• YOUR TASK:
Reproduce the passage on first-person Pac-Man verbatim, beginning with the words "Sure, running around" and stopping after "classic arcade game.".

• PAGE EXCERPT:
§ §

A new first-person version of the classic arcade game "Pac-Man" shows what it's like to step inside the yellow pellet-muncher's shoes, and the results are terrifying.
Ever wonder what it would feel like to really step into Pac-Man's shoes, or whatever it is that helps the guy move forward and gobble up all those pellets?
Sure, running around with a relentless case of the munchies and occasionally swallowing your worst enemies whole might seem like a lot of fun, but wouldn't wandering around a dark "Tron"-like maze where the only other things to interact with are a bunch of silent ghosts that just stare at you until they somehow kill you with little more than a touch sound absolutely terrifying? As the popular Web comic "Saturday Morning Breakfast Cereal" put it, if you really think about the story of "Pac-Man," "it's like Kafka wrote a Lovecraft story."
That's certainly what playing "FPS-Man" feels like. Created by the British-based developer Tom Davies while he was learning how to use the Unity game engine, "FPS-Man" is a harrowing take on the classic arcade game.

§ §

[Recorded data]
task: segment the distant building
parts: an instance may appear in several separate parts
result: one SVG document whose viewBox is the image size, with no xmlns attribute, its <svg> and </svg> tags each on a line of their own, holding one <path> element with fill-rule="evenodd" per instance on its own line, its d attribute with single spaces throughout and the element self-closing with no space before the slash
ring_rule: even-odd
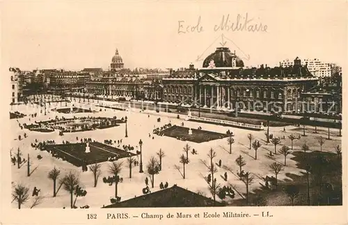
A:
<svg viewBox="0 0 348 225">
<path fill-rule="evenodd" d="M 71 71 L 60 71 L 49 74 L 50 86 L 85 86 L 90 80 L 88 72 L 77 72 Z"/>
<path fill-rule="evenodd" d="M 88 94 L 138 99 L 143 96 L 143 81 L 136 77 L 109 77 L 86 83 Z"/>
<path fill-rule="evenodd" d="M 121 56 L 118 54 L 118 49 L 116 49 L 115 52 L 115 56 L 111 59 L 111 64 L 110 64 L 110 67 L 111 70 L 120 70 L 124 68 L 123 60 Z"/>
<path fill-rule="evenodd" d="M 262 65 L 245 69 L 235 53 L 219 47 L 205 58 L 202 69 L 191 65 L 164 78 L 164 101 L 216 109 L 242 107 L 245 110 L 253 110 L 262 103 L 262 109 L 268 112 L 277 103 L 282 111 L 297 110 L 300 94 L 315 86 L 318 78 L 298 58 L 293 63 L 290 67 Z"/>
<path fill-rule="evenodd" d="M 102 68 L 84 68 L 81 72 L 86 72 L 90 75 L 91 79 L 95 79 L 102 74 L 103 69 Z"/>
<path fill-rule="evenodd" d="M 224 206 L 219 201 L 174 185 L 104 208 L 209 207 Z"/>
<path fill-rule="evenodd" d="M 294 66 L 294 62 L 288 59 L 280 62 L 283 67 Z M 303 66 L 307 65 L 309 72 L 317 77 L 324 77 L 331 76 L 331 66 L 330 63 L 323 62 L 317 58 L 304 59 L 302 61 Z"/>
</svg>

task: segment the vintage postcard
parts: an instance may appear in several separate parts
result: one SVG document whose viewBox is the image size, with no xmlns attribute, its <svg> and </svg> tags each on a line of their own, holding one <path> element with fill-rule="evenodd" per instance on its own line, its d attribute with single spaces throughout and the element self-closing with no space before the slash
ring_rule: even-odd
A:
<svg viewBox="0 0 348 225">
<path fill-rule="evenodd" d="M 0 224 L 347 224 L 345 1 L 0 7 Z"/>
</svg>

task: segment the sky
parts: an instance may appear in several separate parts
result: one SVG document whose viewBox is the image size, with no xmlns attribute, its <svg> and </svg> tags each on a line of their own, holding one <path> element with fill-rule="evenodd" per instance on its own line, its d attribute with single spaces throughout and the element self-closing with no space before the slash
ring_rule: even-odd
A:
<svg viewBox="0 0 348 225">
<path fill-rule="evenodd" d="M 343 1 L 47 1 L 1 6 L 2 65 L 22 70 L 108 69 L 116 48 L 127 68 L 176 69 L 190 63 L 201 67 L 202 60 L 224 42 L 246 66 L 278 65 L 296 56 L 347 62 Z M 248 24 L 261 23 L 267 32 L 214 31 L 223 17 L 229 15 L 231 24 L 246 14 Z M 199 18 L 200 32 L 178 33 L 179 24 L 184 31 Z"/>
</svg>

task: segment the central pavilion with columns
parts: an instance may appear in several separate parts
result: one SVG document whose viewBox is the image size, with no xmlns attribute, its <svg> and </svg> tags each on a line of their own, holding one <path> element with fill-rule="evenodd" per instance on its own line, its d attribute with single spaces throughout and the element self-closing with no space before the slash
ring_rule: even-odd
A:
<svg viewBox="0 0 348 225">
<path fill-rule="evenodd" d="M 203 68 L 174 72 L 163 79 L 164 101 L 215 109 L 237 107 L 253 110 L 300 110 L 301 93 L 318 79 L 296 58 L 293 66 L 244 69 L 243 60 L 228 48 L 219 47 Z"/>
</svg>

§ §

• ANSWER:
Sure, running around with a relentless case of the munchies and occasionally swallowing your worst enemies whole might seem like a lot of fun, but wouldn't wandering around a dark "Tron"-like maze where the only other things to interact with are a bunch of silent ghosts that just stare at you until they somehow kill you with little more than a touch sound absolutely terrifying? As the popular Web comic "Saturday Morning Breakfast Cereal" put it, if you really think about the story of "Pac-Man," "it's like Kafka wrote a Lovecraft story."
That's certainly what playing "FPS-Man" feels like. Created by the British-based developer Tom Davies while he was learning how to use the Unity game engine, "FPS-Man" is a harrowing take on the classic arcade game.